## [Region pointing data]
━━━━━━━━━━

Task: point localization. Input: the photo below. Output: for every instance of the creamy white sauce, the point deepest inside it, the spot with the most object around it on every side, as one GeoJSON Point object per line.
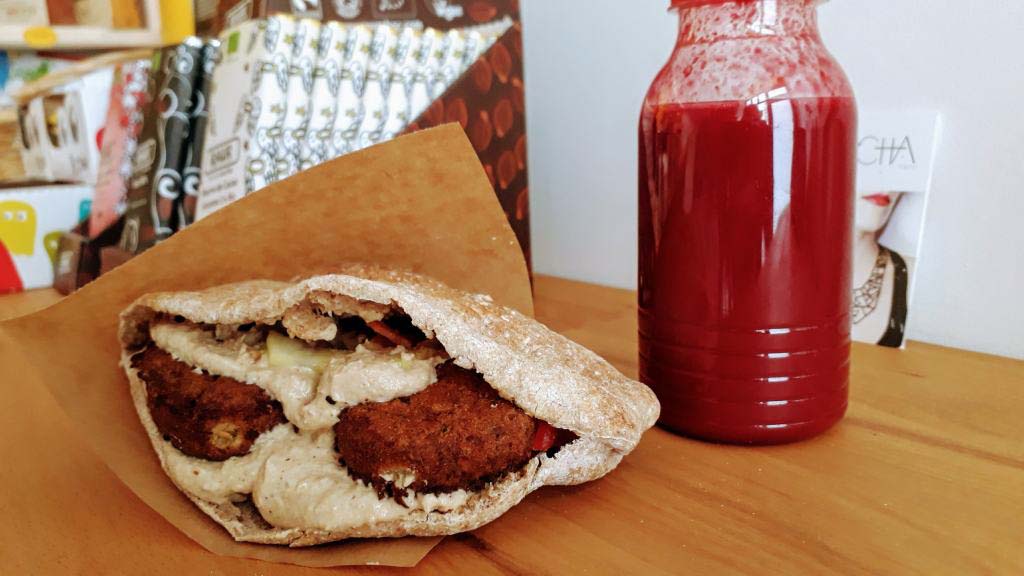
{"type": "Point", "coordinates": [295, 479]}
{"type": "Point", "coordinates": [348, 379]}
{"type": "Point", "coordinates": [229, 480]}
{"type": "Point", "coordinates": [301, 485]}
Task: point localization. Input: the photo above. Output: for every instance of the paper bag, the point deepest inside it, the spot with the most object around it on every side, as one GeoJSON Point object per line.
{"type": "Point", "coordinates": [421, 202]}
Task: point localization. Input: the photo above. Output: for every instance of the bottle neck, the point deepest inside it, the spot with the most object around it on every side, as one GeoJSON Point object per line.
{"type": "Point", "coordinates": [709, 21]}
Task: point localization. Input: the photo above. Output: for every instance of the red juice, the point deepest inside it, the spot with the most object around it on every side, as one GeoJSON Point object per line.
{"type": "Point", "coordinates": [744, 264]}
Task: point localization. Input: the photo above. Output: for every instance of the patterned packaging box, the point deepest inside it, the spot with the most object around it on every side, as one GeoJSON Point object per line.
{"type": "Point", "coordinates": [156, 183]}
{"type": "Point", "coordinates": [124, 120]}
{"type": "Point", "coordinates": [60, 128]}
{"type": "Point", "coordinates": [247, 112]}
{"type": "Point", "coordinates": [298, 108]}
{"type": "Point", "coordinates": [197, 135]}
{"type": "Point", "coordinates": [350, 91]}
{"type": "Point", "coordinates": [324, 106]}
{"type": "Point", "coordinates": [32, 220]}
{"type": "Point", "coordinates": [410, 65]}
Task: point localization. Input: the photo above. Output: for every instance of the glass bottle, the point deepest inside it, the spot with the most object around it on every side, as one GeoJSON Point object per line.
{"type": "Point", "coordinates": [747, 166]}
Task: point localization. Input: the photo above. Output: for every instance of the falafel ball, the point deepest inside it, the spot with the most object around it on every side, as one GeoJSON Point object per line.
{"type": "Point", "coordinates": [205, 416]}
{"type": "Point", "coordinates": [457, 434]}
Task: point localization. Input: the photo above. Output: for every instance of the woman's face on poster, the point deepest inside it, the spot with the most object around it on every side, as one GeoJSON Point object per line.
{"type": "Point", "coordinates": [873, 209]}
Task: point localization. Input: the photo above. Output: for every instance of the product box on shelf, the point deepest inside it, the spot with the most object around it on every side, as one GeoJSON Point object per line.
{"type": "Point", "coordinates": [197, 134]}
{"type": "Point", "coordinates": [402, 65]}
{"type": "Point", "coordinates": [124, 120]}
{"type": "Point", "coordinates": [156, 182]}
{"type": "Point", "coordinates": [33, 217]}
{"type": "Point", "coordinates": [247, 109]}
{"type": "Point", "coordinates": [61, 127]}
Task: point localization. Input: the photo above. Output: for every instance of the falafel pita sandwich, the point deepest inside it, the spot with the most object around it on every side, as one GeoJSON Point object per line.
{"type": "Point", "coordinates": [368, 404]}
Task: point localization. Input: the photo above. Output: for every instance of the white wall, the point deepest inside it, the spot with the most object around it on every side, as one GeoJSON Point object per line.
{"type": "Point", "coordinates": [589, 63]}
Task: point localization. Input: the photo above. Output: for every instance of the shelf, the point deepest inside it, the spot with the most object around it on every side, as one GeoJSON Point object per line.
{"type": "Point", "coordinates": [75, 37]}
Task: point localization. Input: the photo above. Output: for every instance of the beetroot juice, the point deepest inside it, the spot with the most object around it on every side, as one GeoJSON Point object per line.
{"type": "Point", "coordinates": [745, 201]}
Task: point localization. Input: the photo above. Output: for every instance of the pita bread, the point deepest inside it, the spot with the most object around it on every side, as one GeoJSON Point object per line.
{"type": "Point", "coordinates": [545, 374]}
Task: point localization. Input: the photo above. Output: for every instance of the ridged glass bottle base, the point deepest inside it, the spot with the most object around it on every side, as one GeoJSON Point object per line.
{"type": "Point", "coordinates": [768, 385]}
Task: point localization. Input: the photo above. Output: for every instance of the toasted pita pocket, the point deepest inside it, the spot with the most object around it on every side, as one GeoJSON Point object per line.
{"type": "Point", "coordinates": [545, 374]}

━━━━━━━━━━

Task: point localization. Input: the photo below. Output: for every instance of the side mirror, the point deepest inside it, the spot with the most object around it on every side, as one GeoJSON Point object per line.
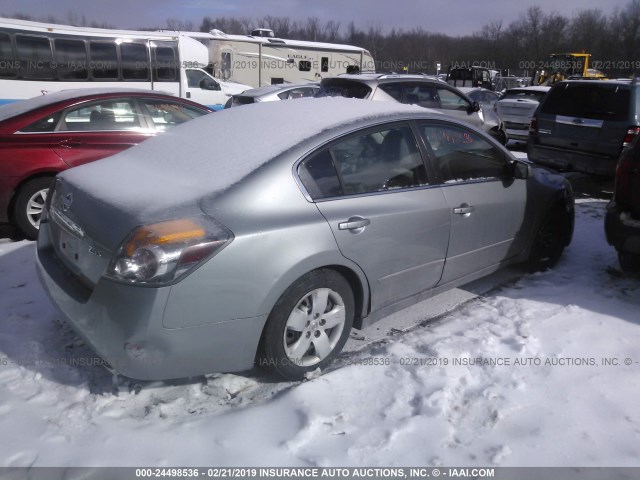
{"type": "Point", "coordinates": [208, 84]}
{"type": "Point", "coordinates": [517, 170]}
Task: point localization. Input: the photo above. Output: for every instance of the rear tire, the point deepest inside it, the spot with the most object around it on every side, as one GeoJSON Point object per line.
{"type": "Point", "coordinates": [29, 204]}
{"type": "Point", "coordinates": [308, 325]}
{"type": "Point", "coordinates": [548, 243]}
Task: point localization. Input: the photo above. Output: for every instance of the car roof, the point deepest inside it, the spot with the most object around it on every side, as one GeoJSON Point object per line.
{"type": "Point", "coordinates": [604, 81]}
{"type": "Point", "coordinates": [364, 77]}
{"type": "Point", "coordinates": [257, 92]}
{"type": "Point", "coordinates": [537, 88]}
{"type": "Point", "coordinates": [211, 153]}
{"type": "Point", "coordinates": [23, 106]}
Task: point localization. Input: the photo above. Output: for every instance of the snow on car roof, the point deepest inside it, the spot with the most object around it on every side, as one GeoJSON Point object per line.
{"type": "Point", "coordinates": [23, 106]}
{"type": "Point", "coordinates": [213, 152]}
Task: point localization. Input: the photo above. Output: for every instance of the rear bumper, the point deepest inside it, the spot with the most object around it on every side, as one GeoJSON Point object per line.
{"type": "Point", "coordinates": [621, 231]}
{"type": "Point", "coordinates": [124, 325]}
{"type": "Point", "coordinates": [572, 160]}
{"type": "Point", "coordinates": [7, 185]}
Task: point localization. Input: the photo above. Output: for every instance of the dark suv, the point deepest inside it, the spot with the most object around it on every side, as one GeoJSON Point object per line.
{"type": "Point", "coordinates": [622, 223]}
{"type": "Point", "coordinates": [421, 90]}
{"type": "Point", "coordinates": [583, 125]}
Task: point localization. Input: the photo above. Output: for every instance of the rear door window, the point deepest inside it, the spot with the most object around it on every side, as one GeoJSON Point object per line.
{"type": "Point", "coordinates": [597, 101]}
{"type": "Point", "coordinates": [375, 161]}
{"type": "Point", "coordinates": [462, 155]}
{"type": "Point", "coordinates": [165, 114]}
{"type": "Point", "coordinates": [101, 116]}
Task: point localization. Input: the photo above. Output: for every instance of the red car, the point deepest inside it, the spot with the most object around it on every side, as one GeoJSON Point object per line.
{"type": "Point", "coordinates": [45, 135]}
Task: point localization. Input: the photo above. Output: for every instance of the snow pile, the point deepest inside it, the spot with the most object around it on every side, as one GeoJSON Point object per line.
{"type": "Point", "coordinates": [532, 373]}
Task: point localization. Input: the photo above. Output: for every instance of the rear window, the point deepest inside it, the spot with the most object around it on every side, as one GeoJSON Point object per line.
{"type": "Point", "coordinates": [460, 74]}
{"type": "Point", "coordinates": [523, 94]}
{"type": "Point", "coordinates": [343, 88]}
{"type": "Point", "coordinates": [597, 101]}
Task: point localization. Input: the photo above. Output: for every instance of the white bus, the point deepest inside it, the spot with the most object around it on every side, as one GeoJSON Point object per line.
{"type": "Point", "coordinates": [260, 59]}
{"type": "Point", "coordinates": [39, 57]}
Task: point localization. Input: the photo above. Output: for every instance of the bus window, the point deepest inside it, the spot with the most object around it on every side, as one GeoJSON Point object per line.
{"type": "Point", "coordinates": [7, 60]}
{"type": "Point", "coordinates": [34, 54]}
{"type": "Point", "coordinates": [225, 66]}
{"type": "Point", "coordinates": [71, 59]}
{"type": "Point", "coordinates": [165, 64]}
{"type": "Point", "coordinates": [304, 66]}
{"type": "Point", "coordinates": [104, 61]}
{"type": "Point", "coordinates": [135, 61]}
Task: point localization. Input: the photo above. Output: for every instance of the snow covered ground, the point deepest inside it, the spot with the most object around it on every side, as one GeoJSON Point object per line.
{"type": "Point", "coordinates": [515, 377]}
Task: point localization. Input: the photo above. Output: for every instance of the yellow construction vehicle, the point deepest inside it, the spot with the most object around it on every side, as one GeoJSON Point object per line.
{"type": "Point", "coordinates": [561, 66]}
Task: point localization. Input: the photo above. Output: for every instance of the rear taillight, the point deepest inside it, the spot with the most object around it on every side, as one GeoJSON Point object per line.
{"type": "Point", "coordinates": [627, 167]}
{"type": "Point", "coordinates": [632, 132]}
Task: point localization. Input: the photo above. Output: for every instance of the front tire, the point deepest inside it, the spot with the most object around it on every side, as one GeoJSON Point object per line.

━━━━━━━━━━

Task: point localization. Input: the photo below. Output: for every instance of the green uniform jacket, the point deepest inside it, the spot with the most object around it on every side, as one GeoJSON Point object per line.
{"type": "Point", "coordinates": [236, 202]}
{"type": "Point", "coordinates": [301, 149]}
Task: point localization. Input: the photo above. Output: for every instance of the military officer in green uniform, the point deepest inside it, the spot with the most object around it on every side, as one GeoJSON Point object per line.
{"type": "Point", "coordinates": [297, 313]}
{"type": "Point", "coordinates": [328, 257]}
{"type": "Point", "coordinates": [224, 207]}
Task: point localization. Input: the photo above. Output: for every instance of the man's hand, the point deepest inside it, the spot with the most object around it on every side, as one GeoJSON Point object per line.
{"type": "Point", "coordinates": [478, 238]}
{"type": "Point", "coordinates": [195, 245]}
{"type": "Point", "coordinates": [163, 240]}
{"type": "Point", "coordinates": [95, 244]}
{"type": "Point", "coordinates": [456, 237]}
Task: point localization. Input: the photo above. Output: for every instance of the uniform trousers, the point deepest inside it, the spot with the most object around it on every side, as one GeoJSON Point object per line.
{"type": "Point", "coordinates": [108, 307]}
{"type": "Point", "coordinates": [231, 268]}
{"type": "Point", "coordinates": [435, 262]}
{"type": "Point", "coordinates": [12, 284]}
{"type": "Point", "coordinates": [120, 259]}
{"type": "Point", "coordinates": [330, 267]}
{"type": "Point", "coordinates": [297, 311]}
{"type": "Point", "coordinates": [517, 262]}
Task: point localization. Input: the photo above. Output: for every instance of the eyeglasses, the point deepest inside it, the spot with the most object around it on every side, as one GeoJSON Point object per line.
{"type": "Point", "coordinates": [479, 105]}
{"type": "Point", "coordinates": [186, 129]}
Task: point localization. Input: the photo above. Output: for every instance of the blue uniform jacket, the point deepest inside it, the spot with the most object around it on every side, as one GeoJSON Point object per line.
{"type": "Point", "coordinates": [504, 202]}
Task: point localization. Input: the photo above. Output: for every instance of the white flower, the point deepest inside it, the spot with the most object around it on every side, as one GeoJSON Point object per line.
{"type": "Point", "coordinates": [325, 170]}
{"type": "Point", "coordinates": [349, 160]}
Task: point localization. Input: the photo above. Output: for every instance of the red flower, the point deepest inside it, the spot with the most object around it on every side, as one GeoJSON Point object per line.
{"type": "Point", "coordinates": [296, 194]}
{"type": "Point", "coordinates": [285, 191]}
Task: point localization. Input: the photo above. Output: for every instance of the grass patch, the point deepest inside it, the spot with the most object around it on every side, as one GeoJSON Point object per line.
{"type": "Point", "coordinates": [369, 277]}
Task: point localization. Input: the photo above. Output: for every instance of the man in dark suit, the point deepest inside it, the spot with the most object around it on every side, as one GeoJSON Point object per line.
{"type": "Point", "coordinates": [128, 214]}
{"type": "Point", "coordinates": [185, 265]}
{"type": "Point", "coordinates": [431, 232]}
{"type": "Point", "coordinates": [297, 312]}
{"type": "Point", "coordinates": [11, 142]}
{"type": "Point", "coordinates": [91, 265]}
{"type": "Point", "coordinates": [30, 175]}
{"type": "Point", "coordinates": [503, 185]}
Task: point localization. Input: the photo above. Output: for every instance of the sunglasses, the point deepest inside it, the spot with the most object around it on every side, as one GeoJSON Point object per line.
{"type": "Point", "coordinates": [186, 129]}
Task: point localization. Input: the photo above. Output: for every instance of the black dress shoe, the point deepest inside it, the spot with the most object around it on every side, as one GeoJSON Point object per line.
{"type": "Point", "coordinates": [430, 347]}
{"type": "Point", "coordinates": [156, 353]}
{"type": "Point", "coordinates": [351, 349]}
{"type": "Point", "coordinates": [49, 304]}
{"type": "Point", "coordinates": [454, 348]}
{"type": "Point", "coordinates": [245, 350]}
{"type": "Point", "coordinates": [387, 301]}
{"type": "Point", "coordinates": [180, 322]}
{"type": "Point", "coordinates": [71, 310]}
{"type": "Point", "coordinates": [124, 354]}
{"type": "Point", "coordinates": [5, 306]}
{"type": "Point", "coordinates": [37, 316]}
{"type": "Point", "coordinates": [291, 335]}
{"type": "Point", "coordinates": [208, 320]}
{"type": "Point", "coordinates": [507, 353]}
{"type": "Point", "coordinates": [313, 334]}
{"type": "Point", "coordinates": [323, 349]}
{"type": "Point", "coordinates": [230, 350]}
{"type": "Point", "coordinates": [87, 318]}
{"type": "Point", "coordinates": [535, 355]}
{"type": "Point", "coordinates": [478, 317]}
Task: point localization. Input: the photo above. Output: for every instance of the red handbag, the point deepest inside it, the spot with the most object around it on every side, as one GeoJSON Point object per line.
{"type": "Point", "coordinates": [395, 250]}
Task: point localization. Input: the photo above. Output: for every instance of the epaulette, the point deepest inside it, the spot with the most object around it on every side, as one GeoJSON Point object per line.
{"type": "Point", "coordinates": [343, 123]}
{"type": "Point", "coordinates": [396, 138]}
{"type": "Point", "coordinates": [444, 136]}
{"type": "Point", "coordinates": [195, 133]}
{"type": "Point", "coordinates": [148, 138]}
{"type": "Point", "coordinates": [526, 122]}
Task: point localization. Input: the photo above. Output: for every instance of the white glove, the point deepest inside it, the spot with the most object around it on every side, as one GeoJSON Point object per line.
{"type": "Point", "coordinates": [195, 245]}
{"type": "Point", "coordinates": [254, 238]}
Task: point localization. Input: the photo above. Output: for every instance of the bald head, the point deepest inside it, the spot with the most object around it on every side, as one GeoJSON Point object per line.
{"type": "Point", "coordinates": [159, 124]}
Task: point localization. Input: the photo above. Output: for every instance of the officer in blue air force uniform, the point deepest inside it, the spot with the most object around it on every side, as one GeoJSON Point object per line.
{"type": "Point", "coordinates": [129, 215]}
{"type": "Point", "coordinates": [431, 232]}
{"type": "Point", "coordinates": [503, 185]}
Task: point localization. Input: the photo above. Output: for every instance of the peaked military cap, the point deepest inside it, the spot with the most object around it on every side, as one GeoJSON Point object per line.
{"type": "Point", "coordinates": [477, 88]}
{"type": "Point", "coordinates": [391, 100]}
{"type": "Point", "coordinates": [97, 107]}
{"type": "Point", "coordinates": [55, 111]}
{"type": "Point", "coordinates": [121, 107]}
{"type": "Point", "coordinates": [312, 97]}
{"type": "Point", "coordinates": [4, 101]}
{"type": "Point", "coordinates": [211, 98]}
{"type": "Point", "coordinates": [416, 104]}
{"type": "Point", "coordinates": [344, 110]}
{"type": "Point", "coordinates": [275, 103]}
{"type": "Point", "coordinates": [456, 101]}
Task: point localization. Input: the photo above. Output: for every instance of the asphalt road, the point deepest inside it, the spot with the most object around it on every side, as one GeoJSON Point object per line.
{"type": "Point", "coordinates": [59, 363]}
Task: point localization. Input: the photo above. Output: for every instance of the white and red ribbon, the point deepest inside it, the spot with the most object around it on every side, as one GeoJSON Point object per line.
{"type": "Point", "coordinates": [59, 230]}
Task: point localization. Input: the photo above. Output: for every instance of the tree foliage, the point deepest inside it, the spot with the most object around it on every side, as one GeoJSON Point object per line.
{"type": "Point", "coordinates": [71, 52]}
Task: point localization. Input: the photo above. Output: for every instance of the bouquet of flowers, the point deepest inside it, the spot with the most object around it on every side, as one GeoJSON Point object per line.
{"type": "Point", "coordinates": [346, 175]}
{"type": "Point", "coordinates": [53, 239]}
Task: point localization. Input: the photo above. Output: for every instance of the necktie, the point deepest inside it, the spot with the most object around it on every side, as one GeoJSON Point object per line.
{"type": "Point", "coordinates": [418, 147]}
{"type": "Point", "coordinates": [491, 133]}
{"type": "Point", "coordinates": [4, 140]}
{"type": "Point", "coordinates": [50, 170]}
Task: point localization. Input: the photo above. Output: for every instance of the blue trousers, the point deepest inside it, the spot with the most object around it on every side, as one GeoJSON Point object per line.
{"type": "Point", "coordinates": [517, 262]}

━━━━━━━━━━

Word for word, restate the lines of the data above that fall between the line holding "the snow covered" and the line holding "of the front", inclusive, and no other lines.

Task: point localization. Input: the photo above. Output: for every instance of the snow covered ground, the point deepest inside it, the spot with the most object around it on every side, as one GeoJSON Point object per line.
{"type": "Point", "coordinates": [515, 377]}
Task: point localization. Input: the photo above. Output: for every instance of the yellow construction vehicle, the point deepest inside it, the spot with the most object around it on every side, as one GeoJSON Point object per line.
{"type": "Point", "coordinates": [561, 66]}
Task: point localization. Input: the photo above. Output: for every instance of the rear taillight, the point deepest inside it, the spot with the most object around it on every side, as one GeoJSON Point object per line.
{"type": "Point", "coordinates": [627, 167]}
{"type": "Point", "coordinates": [632, 132]}
Task: point localization. Input: the photo above. Output: for every instance of the front tire, the point deepest inside it, the spot with the most object around it on every side, as one GeoJSON Point object per line.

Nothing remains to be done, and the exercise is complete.